* EXERCISE DIRECTIONS *
Return every line of the material below word for word, omitting the pictures.

* RAW RECORDS *
↓↓↓

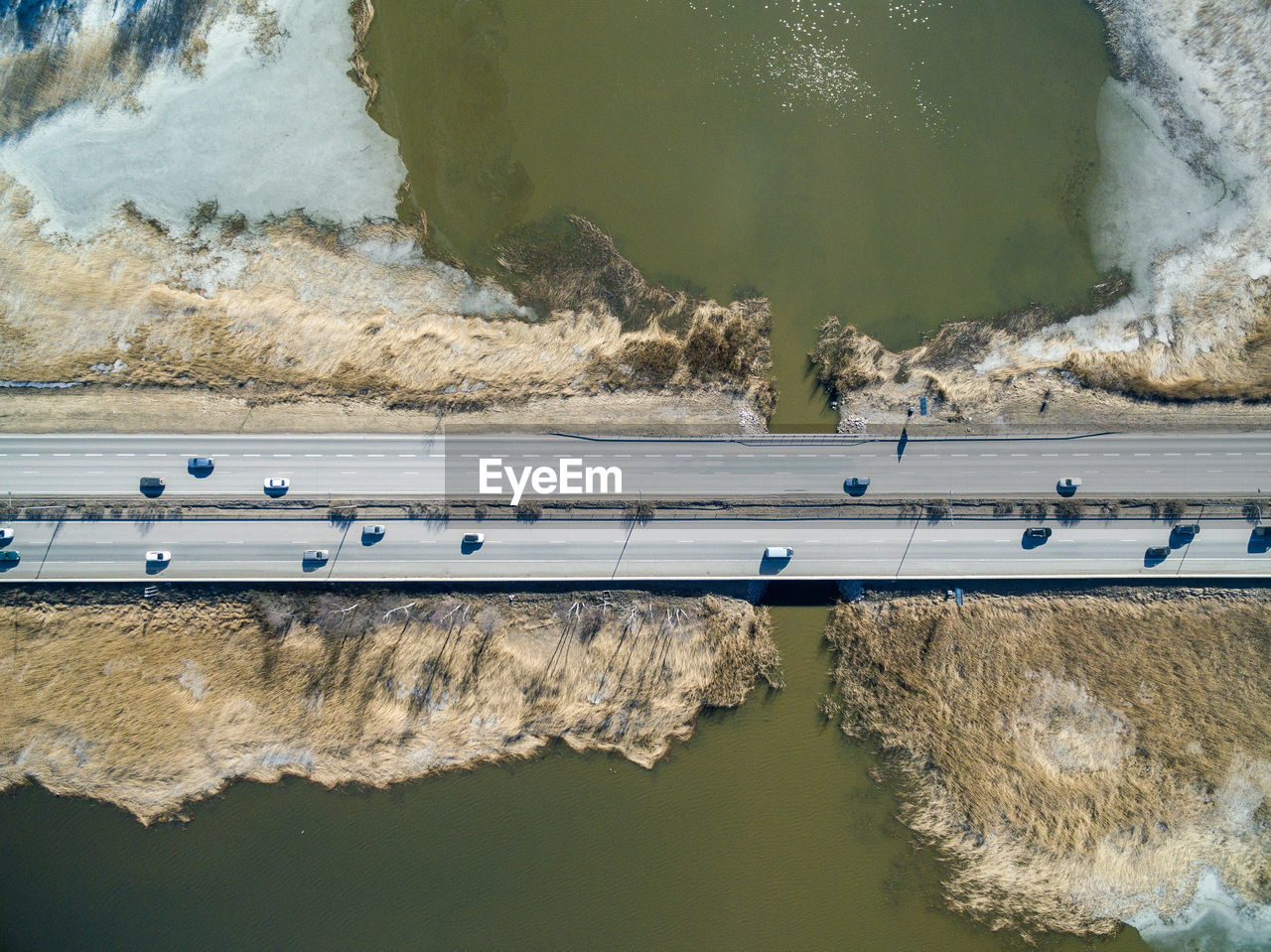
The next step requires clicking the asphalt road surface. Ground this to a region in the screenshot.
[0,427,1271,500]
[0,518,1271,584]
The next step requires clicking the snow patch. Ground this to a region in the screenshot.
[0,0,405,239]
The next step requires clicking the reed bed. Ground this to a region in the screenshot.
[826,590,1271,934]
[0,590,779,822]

↑↑↑

* EXERCISE ANSWER *
The next step requires clicking the asphalt road surface. Ground this to a region in the screenshot.
[0,427,1271,500]
[0,518,1271,584]
The next step requires clicking the snow patch. Ground this to a region in the screenshot.
[0,0,405,239]
The next step requires clicking the reed bed. Ground this to a region in the screenshot.
[826,590,1271,934]
[0,590,779,822]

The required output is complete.